CONSIGNES:
(1) Indiquez si les affirmations (a), (b) et (c) concordent avec le texte sur le théâtre-forum. Répondez par oui ou par non et citez mot pour mot les passages du texte qui tranchent. (a) Oussama accepte de réagir comme le lui demande sa collègue. (b) La chef propose d'embaucher Oussama définitivement. (c) C'est l'observation qui permet de savoir ce qu'on a ressenti en regardant la scène.
(2) D'après le texte sur le théâtre-forum, qu'est-ce qui amène la chef à demander à Oussama de changer son prénom au téléphone ?
(3) Reprenez, s'il vous plaît, le texte sur le théâtre-forum après sa dernière phrase et poursuivez-le.

TEXTE FOURNI:
========================================================================

L’animation d’un théâtre-forum

L’animateur de théâtre-forum  doit susciter l’intérêt des spectateurs, favoriser l’expression, le questionnement, l’implication mais également l’écoute et la prise de distance. Il doit transformer les points de vue qui semblent s’opposer, en appositions d’idées et ouvrir le champ des possibles dans les attitudes à adopter. Pour cela, il lui est nécessaire de  poser et de tenir un cadre qui donne confiance aux spectateurs mais également canalise leur expression.

Faire exprimer ce que les spectateurs ont observé et ressenti

« Est-ce que cette situation vous parle et est-ce que vous vous y reconnaissez ? Est-ce qu’il y a un problème dans cette situation ? Qui a un problème ? » Si le remplacement a transformé de façon claire la situation, on peut demander au public ce qui a changé et comment le protagoniste a fait. Puis demander aux personnages comment ils se sentent. Ainsi, on a une vision extérieure (observation) et intérieure (introspection). Si des objections ou commentaires sont apportés par le public, on reformule et on invite à aller plus loin : « est-ce que tu as une proposition ? » pour rebondir de façon fluide vers une autre proposition.

En premier lieu, on apprend à différencier l’observation d’une situation (les faits, les paroles, les gestes) de son interprétation (les intentions des personnages et la responsabilité de chacun dans la situation). L’observation permet d’entendre et de voir les faits et les comportements des personnages (l’extérieur) tandis que l’introspection permet de savoir ce qu’on a ressenti et pensé en observant la scène (son intérieur).

Des spectateurs décrivent ainsi une scène de théâtre-forum qu’ils viennent de voir :
Un jeune homme, Oussama, est en période d’essai  dans une entreprise. Il est en entretien individuel avec sa chef, Mme la boss, qui le félicite et lui propose de l’embaucher définitivement sous réserve qu’il change son prénom au téléphone suite à des remarques de clients. Oussama sort sans rien dire, en parle à sa collègue syndicaliste qui est scandalisée et lui demande de réagir.

Oussama refuse par peur de ne pas être embauché.

Ils font également part de leurs différents ressentis (colère, découragement, incompréhension…) et interprétations « c’est nul, c’est injuste, c’est pas très grave… » et découvrent ainsi que non seulement leurs observations sont incomplètes, partielles et filtrées mais que de plus elles sont teintées d’interprétation personnelle. Le travail consiste alors à transformer un jugement qu’on croit objectif « c’est mal, c’est nul, c’est faux » en une articulation entre une observation (extérieur) et une interprétation (intérieur). Par exemple, dans l’histoire d’Oussama, la phrase d’un spectateur «  Mme la Boss est raciste » a évolué grâce au questionnement et à la reformulation de l’animateur. Elle est devenue « pour moi, le fait de demander à un employé de changer de nom (acte observé), est inacceptable, je l’interprète comme une atteinte à la dignité de la personne et à son identité culturelle. Je l’assimile à une forme de racisme (interprétation). » La phrase d’un autre spectateur « Oussama se prend la tête pour pas grand-chose, il a un boulot, c’est ça l’essentiel, le nom c’est pas grave, si Mme Boss lui demande c’est pas par racisme, elle s’en fout, c’est pour les clients » a évolué vers « la demande de Mme La Boss de changer de nom pour les clients me parait dictée par des impératifs économiques et non pas pour humilier Oussama. Cette demande ne me choque pas et à la place d’Oussama, je prendrais un nom « fun »… ». Du coup, ces deux positions tranchées qui semblaient au départ s’opposer deviennent deux regards, certes différents mais pas opposés sur une même situation.

========================================================================

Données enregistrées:

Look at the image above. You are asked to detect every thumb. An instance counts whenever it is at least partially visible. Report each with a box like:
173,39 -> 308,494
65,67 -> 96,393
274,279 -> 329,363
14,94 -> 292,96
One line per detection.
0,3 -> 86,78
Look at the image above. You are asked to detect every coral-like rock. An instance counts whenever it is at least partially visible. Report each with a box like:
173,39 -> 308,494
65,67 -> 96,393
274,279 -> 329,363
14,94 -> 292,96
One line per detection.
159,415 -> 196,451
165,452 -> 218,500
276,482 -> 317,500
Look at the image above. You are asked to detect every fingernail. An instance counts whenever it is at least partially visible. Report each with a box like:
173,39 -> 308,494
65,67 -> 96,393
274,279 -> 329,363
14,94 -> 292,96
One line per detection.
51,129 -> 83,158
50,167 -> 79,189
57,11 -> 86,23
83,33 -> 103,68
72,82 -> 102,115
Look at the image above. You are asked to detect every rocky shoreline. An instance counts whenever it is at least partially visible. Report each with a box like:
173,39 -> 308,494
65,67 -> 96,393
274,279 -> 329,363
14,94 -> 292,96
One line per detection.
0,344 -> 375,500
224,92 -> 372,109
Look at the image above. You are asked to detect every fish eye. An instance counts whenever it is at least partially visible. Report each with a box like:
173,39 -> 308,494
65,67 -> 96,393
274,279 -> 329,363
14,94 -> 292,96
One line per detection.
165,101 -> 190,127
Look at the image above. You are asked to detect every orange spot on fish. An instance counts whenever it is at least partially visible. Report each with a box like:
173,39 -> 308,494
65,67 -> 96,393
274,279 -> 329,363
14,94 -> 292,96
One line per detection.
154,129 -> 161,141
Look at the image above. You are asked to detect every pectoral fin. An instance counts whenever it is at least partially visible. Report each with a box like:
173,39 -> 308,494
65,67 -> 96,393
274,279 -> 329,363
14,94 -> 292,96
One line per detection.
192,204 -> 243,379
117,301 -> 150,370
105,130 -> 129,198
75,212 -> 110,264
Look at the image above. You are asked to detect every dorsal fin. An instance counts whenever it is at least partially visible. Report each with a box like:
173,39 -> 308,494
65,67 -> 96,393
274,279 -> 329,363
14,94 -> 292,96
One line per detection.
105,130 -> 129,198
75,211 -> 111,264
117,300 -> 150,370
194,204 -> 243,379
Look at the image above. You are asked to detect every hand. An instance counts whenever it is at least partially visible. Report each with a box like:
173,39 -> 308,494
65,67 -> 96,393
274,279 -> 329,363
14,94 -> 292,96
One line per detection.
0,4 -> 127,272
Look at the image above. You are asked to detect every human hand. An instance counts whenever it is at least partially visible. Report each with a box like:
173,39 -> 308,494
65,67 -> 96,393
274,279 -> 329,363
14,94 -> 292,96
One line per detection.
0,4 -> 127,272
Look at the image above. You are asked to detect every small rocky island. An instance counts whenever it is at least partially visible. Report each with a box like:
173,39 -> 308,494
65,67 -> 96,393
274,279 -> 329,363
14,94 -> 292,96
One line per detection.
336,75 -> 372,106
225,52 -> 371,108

========================================================================

RÉPONSES DANS L'ORDRE:
(1)
(a) Non : « Oussama refuse par peur de ne pas être embauché. »
(b) Oui : « lui propose de l’embaucher définitivement sous réserve qu’il change son prénom au téléphone »
(c) Non : « l’introspection permet de savoir ce qu’on a ressenti et pensé en observant la scène »

(2) Ce sont des remarques de clients.

(3)
La première façon d’avoir accès à son intériorité ou à celle d’autrui consiste donc à différencier intériorité et extériorité puis à les relier. L’introspection permet de contacter sa propre intériorité et l’empathie permet de se représenter ce que les personnages ressentent à partir de ce qu’ils expriment.

La reformulation en théâtre-forum

Dans un théâtre-forum, la reformulation a plusieurs objectifs. D’abord, il s’agit de s’assurer que tous les spectateurs ont entendu et compris le point de vue qui vient d’être exprimé et donc, en quelque sorte, d’en accuser réception. De plus, la reformulation a pour objectif de mettre en lien ce point de vue avec d’autres points de vue et de favoriser l’écoute, le dialogue et l’évolution du regard de chacun. Il ne s’agit pas d’une reformulation d’approfondissement comme dans une relation d’aide ou de thérapie mais juste un éclairage rapide et léger sur ce qui a été dit.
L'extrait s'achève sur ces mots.